** Opening Data listing block **
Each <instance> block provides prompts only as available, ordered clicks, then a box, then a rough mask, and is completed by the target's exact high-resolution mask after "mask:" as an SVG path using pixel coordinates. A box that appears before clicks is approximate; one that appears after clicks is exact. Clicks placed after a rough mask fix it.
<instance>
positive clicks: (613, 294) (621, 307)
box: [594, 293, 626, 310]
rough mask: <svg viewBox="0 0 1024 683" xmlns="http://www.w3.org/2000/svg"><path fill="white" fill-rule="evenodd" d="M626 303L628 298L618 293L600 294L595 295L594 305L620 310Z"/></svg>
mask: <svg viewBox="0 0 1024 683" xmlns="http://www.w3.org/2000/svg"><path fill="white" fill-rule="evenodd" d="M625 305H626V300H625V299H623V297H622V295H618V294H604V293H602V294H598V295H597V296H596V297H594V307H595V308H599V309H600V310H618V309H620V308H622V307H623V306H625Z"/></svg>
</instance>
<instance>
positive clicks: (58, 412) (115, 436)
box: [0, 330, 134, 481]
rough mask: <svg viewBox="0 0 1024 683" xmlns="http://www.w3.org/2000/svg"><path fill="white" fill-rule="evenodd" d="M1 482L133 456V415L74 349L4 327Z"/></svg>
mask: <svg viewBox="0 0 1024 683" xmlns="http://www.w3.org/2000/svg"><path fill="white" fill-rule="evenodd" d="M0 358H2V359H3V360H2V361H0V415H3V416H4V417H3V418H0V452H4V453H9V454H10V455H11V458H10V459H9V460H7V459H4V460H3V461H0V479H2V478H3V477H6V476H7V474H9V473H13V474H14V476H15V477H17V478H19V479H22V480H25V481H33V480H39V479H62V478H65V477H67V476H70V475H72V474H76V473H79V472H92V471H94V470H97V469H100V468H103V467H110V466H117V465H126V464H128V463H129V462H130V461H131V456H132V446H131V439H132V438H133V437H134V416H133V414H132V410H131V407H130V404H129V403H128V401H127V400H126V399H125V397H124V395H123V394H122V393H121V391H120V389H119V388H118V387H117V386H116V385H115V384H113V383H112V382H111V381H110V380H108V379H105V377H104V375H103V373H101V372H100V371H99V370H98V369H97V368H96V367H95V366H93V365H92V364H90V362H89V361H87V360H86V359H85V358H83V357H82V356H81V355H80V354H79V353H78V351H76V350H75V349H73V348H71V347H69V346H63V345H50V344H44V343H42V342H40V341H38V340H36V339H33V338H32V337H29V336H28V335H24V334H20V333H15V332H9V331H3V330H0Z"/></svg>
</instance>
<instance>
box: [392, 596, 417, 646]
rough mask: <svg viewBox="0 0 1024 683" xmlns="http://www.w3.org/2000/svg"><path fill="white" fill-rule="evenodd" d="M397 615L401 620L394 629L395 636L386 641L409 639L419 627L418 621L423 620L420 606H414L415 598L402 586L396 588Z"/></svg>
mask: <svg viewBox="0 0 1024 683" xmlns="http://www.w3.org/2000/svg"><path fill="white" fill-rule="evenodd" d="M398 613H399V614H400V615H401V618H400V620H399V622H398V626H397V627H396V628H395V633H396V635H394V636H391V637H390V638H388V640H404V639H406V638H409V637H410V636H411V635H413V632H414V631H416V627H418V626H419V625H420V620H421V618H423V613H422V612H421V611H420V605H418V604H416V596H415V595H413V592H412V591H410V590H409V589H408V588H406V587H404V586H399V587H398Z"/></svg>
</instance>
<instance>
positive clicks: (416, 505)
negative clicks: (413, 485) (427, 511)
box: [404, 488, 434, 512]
** Closing Data listing block **
What the exercise asks: What is needed is a word-for-word copy of the records.

Solution to this problem:
Each <instance> block provides prompts only as available, ordered clicks, then a box, then a rough mask, and is completed by the target's exact high-resolution mask after "mask:" as an SVG path using pixel coordinates. A box that appears before clicks is approximate; one that appears after clicks is exact. Clicks placed after a rough mask fix it.
<instance>
positive clicks: (613, 294) (621, 307)
box: [594, 293, 626, 310]
rough mask: <svg viewBox="0 0 1024 683" xmlns="http://www.w3.org/2000/svg"><path fill="white" fill-rule="evenodd" d="M626 303L628 298L618 293L600 294L595 295L594 305L620 310Z"/></svg>
mask: <svg viewBox="0 0 1024 683" xmlns="http://www.w3.org/2000/svg"><path fill="white" fill-rule="evenodd" d="M625 305H626V300H625V299H623V297H622V295H618V294H604V293H602V294H598V295H597V296H596V297H594V307H595V308H599V309H600V310H618V309H620V308H622V307H623V306H625Z"/></svg>
</instance>
<instance>
positive clicks: (58, 412) (115, 436)
box: [0, 330, 134, 481]
rough mask: <svg viewBox="0 0 1024 683" xmlns="http://www.w3.org/2000/svg"><path fill="white" fill-rule="evenodd" d="M1 482L133 456V415L74 349L4 327Z"/></svg>
mask: <svg viewBox="0 0 1024 683" xmlns="http://www.w3.org/2000/svg"><path fill="white" fill-rule="evenodd" d="M0 358H2V359H3V360H2V361H0V415H3V416H4V417H3V418H0V452H4V453H9V454H10V455H11V458H10V459H9V460H7V459H4V460H3V461H0V479H2V478H3V477H6V476H7V474H9V473H13V474H14V476H15V477H17V478H19V479H22V480H25V481H33V480H39V479H62V478H65V477H67V476H70V475H72V474H76V473H79V472H92V471H94V470H97V469H100V468H103V467H110V466H117V465H126V464H128V463H129V462H130V461H131V456H132V446H131V439H132V438H133V437H134V416H133V414H132V410H131V407H130V404H129V403H128V401H127V400H126V399H125V397H124V395H123V394H122V393H121V391H120V389H119V388H118V387H117V386H116V385H115V384H113V383H112V382H111V381H110V380H108V379H105V377H104V375H103V373H101V372H100V371H99V370H98V369H97V368H96V367H95V366H93V365H92V364H90V362H89V361H87V360H86V359H85V358H83V357H82V356H81V355H80V354H79V353H78V351H76V350H75V349H73V348H71V347H69V346H63V345H50V344H44V343H42V342H40V341H38V340H36V339H33V338H32V337H29V336H28V335H24V334H20V333H15V332H9V331H3V330H0Z"/></svg>
</instance>
<instance>
box: [392, 596, 417, 646]
rough mask: <svg viewBox="0 0 1024 683" xmlns="http://www.w3.org/2000/svg"><path fill="white" fill-rule="evenodd" d="M397 615L401 620L394 629L395 636L386 641L409 639L419 627L418 621L423 620L420 606H414L415 598L402 586L396 588Z"/></svg>
mask: <svg viewBox="0 0 1024 683" xmlns="http://www.w3.org/2000/svg"><path fill="white" fill-rule="evenodd" d="M398 613H399V614H400V615H401V618H400V620H399V622H398V626H397V627H396V628H395V633H396V635H394V636H391V637H390V638H388V640H404V639H406V638H409V637H410V636H411V635H413V632H414V631H416V627H418V626H419V625H420V620H421V618H423V613H422V612H421V611H420V605H418V604H416V596H415V595H413V592H412V591H410V590H409V589H408V588H406V587H404V586H399V587H398Z"/></svg>
</instance>
<instance>
positive clicks: (416, 505)
negative clicks: (413, 485) (427, 511)
box: [404, 488, 434, 512]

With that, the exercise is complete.